* [Your instructions]: Copy the lines from the one containing "the curb in the photo above." through the last line below, swapping "green hedge" for "boxwood hedge" and leaving every other character unchanged.
┌────────
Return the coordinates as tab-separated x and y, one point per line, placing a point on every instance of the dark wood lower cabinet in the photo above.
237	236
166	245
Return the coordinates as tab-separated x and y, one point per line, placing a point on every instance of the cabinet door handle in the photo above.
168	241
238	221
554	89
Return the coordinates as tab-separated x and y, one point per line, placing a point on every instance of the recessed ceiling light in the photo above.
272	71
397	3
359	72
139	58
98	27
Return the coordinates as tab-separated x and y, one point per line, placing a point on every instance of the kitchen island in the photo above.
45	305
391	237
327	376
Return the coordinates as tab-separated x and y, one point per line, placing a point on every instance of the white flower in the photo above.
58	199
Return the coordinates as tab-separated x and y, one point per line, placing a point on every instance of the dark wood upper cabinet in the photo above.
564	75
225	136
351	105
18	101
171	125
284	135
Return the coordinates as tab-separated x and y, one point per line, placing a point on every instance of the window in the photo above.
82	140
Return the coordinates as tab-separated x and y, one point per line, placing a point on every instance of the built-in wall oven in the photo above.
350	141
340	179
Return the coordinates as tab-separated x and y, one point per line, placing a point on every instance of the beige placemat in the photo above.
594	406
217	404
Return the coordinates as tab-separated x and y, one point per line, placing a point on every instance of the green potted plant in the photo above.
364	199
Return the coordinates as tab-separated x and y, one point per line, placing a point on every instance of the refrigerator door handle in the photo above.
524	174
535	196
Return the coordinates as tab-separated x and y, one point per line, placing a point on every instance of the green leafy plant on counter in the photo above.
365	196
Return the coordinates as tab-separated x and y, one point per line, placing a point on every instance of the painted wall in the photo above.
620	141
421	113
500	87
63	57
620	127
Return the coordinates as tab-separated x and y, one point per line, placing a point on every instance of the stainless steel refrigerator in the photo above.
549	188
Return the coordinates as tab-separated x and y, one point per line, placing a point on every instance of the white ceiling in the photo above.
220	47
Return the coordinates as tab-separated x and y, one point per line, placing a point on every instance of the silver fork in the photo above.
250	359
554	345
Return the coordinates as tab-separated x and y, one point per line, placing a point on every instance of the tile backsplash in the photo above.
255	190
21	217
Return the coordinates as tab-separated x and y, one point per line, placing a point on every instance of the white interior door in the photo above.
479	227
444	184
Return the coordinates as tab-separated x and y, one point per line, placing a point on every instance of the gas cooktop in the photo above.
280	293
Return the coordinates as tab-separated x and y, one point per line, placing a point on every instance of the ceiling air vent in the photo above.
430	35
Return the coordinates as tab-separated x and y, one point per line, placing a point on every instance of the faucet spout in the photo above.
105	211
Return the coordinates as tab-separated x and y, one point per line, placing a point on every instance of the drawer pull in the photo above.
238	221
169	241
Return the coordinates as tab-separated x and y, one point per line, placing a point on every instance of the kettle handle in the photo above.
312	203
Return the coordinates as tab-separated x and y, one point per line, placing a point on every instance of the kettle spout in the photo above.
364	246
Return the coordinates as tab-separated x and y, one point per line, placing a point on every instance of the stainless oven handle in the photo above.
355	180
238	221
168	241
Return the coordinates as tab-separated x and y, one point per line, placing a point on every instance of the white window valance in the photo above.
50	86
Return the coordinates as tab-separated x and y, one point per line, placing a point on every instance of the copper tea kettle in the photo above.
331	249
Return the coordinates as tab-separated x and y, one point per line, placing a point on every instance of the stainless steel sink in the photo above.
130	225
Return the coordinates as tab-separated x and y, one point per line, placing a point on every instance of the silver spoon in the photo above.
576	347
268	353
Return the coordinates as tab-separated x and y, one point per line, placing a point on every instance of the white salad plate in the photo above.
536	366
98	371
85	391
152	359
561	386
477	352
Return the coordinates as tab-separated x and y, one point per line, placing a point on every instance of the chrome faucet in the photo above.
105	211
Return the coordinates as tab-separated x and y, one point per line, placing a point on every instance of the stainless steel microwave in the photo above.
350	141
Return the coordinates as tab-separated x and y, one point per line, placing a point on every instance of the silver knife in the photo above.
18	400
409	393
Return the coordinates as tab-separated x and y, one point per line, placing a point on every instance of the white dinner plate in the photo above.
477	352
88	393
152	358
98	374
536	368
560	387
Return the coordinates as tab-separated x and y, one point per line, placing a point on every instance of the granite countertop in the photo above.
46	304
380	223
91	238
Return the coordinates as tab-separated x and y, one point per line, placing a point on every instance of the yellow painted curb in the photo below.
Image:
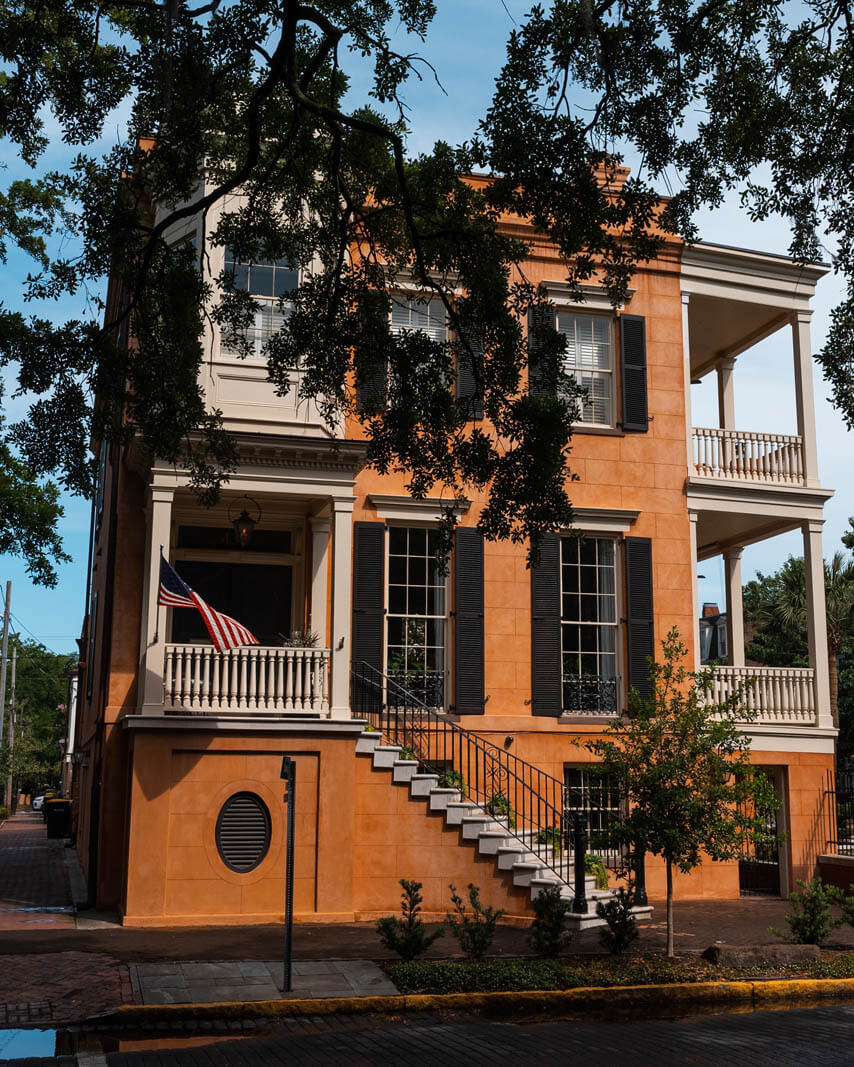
525	1003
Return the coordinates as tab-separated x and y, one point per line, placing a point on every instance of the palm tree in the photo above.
784	604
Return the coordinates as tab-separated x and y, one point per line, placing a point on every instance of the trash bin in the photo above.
58	816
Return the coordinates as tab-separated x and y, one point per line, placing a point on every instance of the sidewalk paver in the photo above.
206	983
34	887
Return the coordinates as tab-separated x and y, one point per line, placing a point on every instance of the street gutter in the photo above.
668	999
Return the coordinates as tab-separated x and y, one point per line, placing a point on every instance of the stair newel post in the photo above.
580	849
641	876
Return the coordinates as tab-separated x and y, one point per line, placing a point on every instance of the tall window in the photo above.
588	627
415	619
589	360
599	800
427	316
266	281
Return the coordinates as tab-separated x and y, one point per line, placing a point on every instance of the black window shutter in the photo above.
546	672
469	621
633	359
370	388
368	593
538	378
641	641
372	363
467	383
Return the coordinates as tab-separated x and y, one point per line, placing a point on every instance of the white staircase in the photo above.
534	865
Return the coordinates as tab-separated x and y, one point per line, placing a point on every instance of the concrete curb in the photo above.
530	1003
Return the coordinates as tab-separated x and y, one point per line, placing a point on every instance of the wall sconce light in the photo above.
243	525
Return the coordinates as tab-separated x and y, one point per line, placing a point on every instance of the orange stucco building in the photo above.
180	813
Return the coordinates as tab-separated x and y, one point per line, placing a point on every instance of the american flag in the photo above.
225	633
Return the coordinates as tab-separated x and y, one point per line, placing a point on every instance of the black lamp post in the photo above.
289	778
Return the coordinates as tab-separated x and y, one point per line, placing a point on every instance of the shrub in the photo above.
621	927
452	780
810	921
548	935
476	930
408	936
500	807
551	835
596	865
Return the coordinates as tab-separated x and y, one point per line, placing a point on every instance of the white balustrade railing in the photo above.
774	694
776	458
254	679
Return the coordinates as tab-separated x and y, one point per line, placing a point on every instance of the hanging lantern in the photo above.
244	524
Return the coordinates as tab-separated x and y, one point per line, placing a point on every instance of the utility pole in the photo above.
10	802
4	654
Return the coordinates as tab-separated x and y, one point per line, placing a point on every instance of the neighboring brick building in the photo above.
533	662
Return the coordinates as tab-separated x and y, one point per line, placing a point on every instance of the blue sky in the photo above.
467	46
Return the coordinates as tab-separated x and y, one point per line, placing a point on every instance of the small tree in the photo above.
408	936
549	935
476	930
682	764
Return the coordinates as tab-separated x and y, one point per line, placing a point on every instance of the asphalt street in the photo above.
822	1035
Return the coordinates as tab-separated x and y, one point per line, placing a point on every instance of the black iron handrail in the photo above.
528	803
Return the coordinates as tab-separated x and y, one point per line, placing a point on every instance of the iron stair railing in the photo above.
527	803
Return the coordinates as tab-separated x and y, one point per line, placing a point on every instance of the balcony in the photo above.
775	695
775	459
255	680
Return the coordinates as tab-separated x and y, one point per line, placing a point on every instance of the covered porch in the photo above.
285	575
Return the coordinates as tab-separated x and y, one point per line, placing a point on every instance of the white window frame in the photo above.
411	300
572	369
616	624
446	627
271	306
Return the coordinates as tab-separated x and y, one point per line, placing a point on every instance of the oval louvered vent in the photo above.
243	832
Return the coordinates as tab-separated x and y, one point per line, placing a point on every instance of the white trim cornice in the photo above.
595	297
426	509
603	520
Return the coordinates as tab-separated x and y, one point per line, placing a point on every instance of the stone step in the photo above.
440	798
384	757
402	770
421	785
457	810
473	826
365	743
523	871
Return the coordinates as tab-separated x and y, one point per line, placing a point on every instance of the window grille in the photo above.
416	614
427	316
599	800
267	282
589	360
588	626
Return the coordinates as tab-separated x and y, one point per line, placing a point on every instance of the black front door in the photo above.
256	594
759	869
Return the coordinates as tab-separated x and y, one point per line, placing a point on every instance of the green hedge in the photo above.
511	975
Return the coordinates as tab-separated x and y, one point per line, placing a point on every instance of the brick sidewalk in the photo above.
33	876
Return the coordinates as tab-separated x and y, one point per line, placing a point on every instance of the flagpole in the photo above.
157	602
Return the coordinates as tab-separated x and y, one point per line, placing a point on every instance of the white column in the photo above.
692	515
726	394
154	618
817	619
805	401
342	606
734	606
686	372
317	622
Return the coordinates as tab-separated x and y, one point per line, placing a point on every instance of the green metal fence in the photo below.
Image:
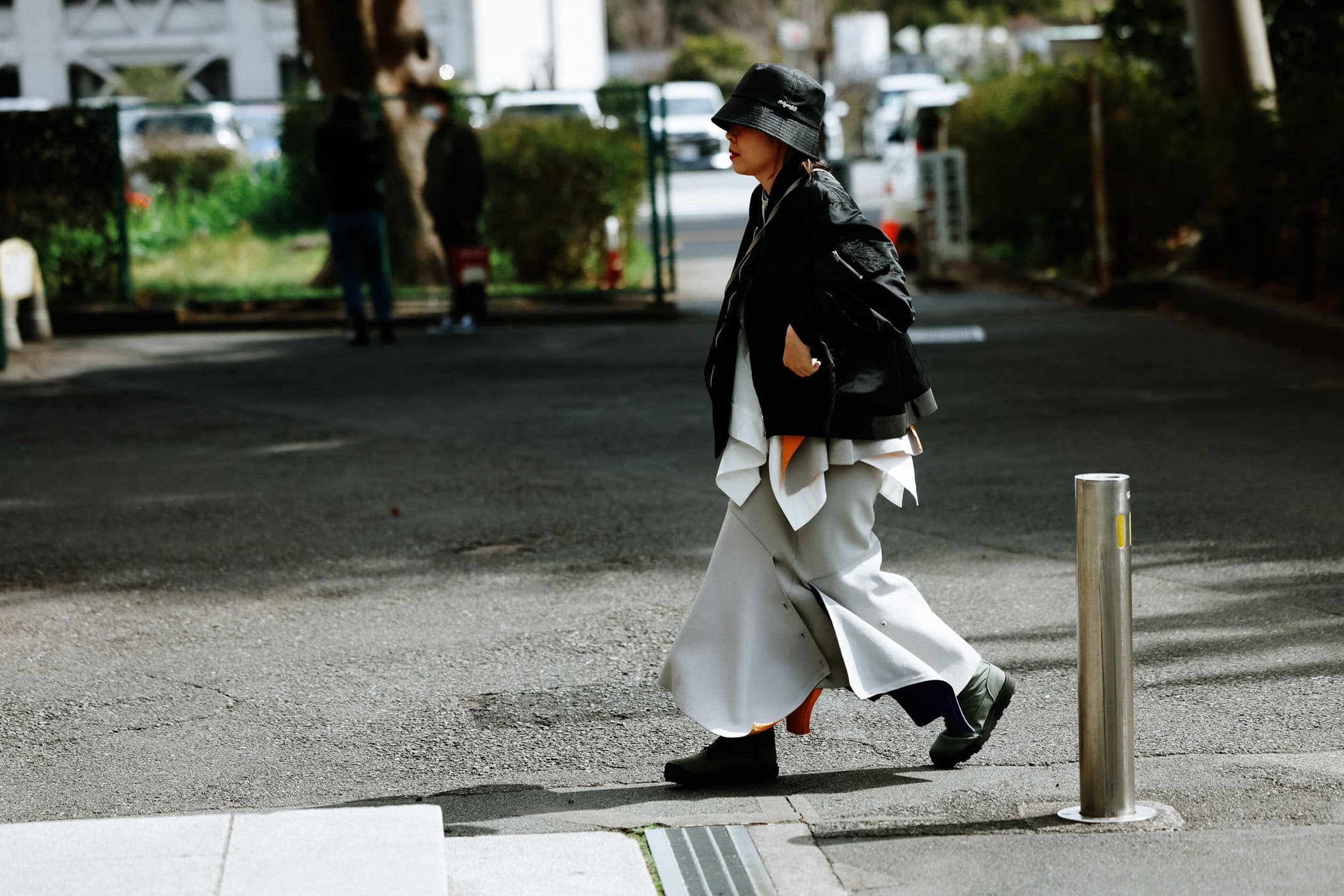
222	205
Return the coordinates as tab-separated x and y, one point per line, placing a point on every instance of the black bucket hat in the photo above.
780	101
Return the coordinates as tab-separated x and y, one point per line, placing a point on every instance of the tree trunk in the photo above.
381	46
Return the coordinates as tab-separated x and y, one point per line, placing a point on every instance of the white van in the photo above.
889	105
550	104
922	117
694	140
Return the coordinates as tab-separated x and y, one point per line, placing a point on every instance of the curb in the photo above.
90	320
1251	314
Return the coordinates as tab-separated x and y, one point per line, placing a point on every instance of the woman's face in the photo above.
755	154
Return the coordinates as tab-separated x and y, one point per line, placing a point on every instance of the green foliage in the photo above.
1030	167
552	186
155	84
61	190
624	100
1152	34
173	168
79	261
260	200
718	58
1279	186
925	14
298	139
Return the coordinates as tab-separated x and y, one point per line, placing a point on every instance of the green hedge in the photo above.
61	190
550	187
1028	164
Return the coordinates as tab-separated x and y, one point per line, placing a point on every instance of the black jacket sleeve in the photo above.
859	288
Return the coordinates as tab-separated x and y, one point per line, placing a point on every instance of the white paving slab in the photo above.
390	851
580	864
393	851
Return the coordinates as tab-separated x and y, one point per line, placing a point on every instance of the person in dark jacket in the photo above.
813	386
348	154
454	191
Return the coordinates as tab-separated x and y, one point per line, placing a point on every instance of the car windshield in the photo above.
691	106
191	125
260	127
894	100
546	109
└────────
* [Problem solution]:
Return the coordinates as tab-separated x and y, one point per line, placing a point on every instance of the curb in the photo above.
90	320
1251	314
Return the coordinates as tab-separated x and y, one point per line, placing a point on every instance of the woman's face in the photo above.
755	154
Return the coordinates as tab-separated x and y, one point per line, placing a point on every instance of the green foliage in the photo above.
1030	167
552	186
155	84
61	190
624	100
1152	34
173	168
79	261
260	200
718	58
1279	186
925	14
298	139
Return the coordinates as tab-separated x and y, one point per line, placing a point on every instance of the boxwood hedge in the photo above.
61	190
550	187
1028	164
Return the coordinates as tab-separated x and y, one point per line, placing a point on every instance of the black jacket sleeve in the photo above.
859	288
Return the coordinates as tab-separated x and y, one point per line, placing a point on every instance of the white paving slab in the photo above.
390	851
580	864
393	851
Return the coordinates as tab-separated x and y, one point per line, placing a point on every instance of the person in dark jacket in the photo above.
813	386
348	154
454	191
Return the coordinates as tab-separated x and y, one point per line, placing a point on every instance of the car windshield in the photo above.
691	106
191	125
260	127
894	100
546	109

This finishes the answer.